These websites offer more suggestions for letting go of childless grief:

"Rituals for Letting Go"

"Leaving and Grieving Ceremony/Ritual"

"Grieving Ceremony"

There are lots of ways to symbolically let go of grief. Nothing takes it away completely, but these rituals can help you move on. Can you suggest some more? Have you tried any of these? I welcome your comments.



Copyright 2014 Sue Fagalde Lick

Wednesday, August 27, 2014

Childless friends, here are some answers



Dear friends,
I’m in the middle of a family dilemma and can’t concentrate. My dad fell and broke his hip last week. He’s in a rehab place in California, I’m in Oregon, and communication is ragged. Like this morning, the rehab spokeswoman said on the phone that she can’t tell me anything because my father won’t give her permission--because he doesn’t want to bother me. I’m already bothered. So, while I try to talk to my 92-year-old father, I’m sharing some links to fabulous articles that address issues we’re all thinking about.  

1) This advice column by Lisa Scott addresses the question I get most often here: “I want to have a baby but my boyfriend is avoiding the topic. What should I do?” If you’re a man reading this, just change the genders and read on.

2) This piece, “Wishing for You, Wishing for Me,” by Heather Travis at the Huffington Post may bring you some tears, but read on and you’ll find some reasons to smile.   



Love to you all.

Thursday, July 31, 2014

Can a magic spell end your childless woes?



My life was a disaster. My husband didn’t love me. He would not give me children. I was unable to conceive. We were headed for divorce. And then I met Dr. X, a spellcaster. In no time, our problems were solved. Now we have a happy loving family with three children, and I owe it all to Dr. X.

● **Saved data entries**
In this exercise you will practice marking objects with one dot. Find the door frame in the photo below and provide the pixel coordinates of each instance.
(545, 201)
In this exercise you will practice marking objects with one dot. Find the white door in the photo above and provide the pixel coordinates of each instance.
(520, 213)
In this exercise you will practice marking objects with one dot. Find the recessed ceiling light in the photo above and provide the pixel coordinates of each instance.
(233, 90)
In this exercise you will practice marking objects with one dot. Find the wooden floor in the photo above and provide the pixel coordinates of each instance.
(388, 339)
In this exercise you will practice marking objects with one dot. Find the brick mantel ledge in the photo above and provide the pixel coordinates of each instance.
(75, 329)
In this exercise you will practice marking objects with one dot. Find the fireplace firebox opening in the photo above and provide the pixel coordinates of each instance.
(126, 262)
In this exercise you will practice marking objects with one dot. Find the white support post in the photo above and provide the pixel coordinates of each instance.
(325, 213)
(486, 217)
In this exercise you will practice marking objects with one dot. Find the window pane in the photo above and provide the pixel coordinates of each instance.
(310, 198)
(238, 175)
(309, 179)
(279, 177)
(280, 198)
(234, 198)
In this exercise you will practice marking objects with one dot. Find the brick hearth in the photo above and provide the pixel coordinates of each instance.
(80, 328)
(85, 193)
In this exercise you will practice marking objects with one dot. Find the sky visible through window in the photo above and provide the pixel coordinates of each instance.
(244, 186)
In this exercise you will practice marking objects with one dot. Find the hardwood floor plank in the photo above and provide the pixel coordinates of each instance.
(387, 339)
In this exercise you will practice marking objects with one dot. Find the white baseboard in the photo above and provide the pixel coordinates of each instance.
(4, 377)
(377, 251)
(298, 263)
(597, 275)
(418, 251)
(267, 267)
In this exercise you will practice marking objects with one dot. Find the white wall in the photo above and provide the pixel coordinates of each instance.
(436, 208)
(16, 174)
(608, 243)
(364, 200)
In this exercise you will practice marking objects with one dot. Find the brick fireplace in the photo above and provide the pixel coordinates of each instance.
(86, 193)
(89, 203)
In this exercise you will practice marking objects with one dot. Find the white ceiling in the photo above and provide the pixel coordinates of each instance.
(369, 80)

==

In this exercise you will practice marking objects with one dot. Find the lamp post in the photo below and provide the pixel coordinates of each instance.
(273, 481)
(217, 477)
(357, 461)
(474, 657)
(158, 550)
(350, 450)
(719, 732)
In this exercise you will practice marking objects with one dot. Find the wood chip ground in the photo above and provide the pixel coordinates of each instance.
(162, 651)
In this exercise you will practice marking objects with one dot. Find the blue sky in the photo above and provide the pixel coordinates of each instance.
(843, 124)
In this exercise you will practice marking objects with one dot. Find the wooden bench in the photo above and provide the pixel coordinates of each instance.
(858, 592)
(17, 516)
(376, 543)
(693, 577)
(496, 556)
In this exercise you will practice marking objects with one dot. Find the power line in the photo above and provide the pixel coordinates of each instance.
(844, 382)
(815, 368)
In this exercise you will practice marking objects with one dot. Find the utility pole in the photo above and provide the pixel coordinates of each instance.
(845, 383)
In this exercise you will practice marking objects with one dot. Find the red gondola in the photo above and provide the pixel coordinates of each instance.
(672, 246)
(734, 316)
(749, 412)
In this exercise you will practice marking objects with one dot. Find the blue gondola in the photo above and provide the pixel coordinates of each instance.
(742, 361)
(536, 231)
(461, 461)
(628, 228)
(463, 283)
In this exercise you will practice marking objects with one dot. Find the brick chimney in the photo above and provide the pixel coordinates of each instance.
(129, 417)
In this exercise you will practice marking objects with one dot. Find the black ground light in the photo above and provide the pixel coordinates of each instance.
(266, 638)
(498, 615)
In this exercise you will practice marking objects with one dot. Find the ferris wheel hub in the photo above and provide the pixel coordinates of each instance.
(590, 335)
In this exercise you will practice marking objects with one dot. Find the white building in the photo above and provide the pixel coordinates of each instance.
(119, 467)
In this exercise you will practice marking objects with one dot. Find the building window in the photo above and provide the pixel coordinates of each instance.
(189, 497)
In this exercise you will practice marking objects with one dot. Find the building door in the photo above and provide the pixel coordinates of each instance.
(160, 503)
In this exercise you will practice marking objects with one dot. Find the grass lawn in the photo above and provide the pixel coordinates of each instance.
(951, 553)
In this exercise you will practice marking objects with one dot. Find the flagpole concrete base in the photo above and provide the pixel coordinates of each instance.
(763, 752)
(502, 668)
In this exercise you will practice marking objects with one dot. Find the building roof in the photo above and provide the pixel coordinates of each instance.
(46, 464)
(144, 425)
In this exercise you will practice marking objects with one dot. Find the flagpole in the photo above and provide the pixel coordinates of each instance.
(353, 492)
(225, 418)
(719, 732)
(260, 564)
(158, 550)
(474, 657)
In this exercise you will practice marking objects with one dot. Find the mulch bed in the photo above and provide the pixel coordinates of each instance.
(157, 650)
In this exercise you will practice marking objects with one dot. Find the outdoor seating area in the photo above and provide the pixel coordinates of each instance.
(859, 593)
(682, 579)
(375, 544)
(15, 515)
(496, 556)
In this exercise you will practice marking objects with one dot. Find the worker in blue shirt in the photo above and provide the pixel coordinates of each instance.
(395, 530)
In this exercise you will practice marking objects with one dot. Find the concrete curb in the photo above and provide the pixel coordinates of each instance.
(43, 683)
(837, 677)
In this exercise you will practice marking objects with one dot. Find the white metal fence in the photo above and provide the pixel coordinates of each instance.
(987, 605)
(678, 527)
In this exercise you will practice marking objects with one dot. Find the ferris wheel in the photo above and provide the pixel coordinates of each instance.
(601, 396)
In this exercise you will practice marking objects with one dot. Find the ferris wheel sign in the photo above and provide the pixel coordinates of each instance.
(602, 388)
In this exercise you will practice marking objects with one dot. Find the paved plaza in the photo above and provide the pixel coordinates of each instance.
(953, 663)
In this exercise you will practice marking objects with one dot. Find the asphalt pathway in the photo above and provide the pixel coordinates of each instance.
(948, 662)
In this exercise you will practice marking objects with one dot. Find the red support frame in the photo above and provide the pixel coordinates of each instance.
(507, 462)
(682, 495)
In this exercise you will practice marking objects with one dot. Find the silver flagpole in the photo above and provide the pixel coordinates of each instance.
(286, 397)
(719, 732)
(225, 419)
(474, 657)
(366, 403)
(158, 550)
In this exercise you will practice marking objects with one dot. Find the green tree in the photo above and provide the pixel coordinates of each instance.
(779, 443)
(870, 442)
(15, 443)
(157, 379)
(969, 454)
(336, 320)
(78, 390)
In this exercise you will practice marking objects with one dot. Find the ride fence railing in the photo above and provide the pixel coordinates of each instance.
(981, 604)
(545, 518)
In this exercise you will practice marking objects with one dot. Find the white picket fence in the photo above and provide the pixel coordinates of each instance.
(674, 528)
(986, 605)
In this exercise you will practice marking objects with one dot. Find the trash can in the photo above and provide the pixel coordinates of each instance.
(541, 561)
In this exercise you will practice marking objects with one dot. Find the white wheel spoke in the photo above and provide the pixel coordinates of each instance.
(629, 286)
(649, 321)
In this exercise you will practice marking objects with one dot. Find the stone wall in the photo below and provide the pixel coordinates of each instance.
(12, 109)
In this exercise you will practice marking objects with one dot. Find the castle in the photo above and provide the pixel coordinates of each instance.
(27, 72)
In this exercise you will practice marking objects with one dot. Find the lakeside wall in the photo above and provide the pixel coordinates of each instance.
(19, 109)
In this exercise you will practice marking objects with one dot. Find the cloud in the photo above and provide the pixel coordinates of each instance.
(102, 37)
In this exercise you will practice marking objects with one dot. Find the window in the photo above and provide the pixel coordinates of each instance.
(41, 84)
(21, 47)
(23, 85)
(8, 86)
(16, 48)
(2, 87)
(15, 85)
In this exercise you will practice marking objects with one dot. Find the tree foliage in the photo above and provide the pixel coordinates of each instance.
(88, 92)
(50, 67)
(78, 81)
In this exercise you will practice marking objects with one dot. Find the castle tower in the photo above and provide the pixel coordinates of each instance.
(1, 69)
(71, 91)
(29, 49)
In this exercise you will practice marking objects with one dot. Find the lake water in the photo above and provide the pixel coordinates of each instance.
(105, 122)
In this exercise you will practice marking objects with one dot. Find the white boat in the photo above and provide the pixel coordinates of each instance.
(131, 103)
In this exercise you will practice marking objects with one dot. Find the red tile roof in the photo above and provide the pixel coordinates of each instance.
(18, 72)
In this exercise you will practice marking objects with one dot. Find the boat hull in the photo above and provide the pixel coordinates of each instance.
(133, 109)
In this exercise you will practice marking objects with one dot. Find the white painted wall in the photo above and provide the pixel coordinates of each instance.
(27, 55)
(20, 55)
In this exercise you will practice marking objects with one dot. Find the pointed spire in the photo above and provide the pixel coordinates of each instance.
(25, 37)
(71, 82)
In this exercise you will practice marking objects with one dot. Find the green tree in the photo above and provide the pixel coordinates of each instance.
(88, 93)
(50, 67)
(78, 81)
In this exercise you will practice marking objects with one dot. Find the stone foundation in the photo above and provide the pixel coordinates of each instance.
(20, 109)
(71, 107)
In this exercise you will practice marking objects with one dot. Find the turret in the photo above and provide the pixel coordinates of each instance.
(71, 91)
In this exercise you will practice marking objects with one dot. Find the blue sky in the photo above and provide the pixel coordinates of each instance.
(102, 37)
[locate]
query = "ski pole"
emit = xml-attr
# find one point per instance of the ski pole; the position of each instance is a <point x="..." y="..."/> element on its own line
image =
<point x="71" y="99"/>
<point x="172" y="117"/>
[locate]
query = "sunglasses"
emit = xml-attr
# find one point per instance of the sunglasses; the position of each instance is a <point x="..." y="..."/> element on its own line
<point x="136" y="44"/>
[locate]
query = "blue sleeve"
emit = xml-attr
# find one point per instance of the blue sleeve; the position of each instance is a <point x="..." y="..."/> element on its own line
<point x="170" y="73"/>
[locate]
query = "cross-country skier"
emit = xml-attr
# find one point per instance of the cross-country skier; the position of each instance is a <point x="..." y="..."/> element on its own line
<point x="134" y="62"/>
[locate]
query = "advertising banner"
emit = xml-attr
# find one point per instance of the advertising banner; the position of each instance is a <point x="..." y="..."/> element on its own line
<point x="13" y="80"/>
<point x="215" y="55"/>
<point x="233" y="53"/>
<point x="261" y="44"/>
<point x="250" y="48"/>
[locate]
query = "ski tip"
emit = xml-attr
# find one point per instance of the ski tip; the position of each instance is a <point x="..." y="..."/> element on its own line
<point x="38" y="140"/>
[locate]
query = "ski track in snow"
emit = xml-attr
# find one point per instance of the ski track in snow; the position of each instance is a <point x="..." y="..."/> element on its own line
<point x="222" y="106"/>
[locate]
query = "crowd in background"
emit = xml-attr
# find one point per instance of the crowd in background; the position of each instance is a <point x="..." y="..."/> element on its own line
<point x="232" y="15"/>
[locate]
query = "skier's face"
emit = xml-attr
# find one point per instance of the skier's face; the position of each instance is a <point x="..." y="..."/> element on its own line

● **BRIEF 1**
Summarize the blog excerpt on childlessness in three sentences.
● **BRIEF 2**
Please write a continuation of the blog excerpt on childlessness, starting after its last sentence.

● **EXERCISE OUTPUT 1**
The blog excerpt on childlessness points to websites with rituals for letting go of childless grief and says such rituals can help a person move on, though nothing takes grief away completely. In a post from August 27, 2014, the writer explains that a father, 92, broke his hip and is in a California rehab facility while the writer is in Oregon, so the post shares links instead. One is an advice column by Lisa Scott about a boyfriend avoiding the topic of a baby, and another is "Wishing for You, Wishing for Me" by Heather Travis at the Huffington Post; a July 31, 2014 post then opens with a first-person account crediting a spellcaster called Dr. X with solving a couple's problems and bringing three children.

● **EXERCISE OUTPUT 2**
Crazy? Perhaps. But I get one or more of these comments almost every day. You don’t see them because I mark them as spam and get rid of them. They are spam, right? Usually the grammar errors and unnatural language give them away as not having been written by real people. But some of these comments sound so logical that I’m tempted to publish them. What if they were real?

If somebody offered you a magic spell that would solve your problems with your partner and enable you to have all the children you wanted, wouldn’t you try it? Don’t we all wish someone would wave a magic wand and take all of our troubles away?

When I was still fertile, there were times I hoped to become magically pregnant, despite birth control and reluctant husbands, but it didn't happen. The Virgin Mary is the only one who got pregnant without sperm meeting egg. As a Christian, the closest I can get is asking God for a miracle. Is that the same thing? I can hear God up in heaven echoing what my mother used to say: “I don’t do miracles on demand. Figure it out yourself.”

The truth is, we have to work out our own lives. Instead of a magic spell, we have to do the work to make our dreams come true. Sometimes that means making the difficult decision to leave someone we love. Sometimes it means staying with that person even if we disagree on important issues, like children, and loving them anyway. Sometimes it means talking out a resolution, even though the hardest thing in the world is talking about it. And sometimes it means looking around and realizing that you are surrounded by wonderful children you can love, even though you didn’t give birth to them and even though it hurts sometimes.

If only someone could cast a magic spell and fix all our problems. Do you believe it’s possible? What would you ask for if you could? And what miracles can you work all by yourself?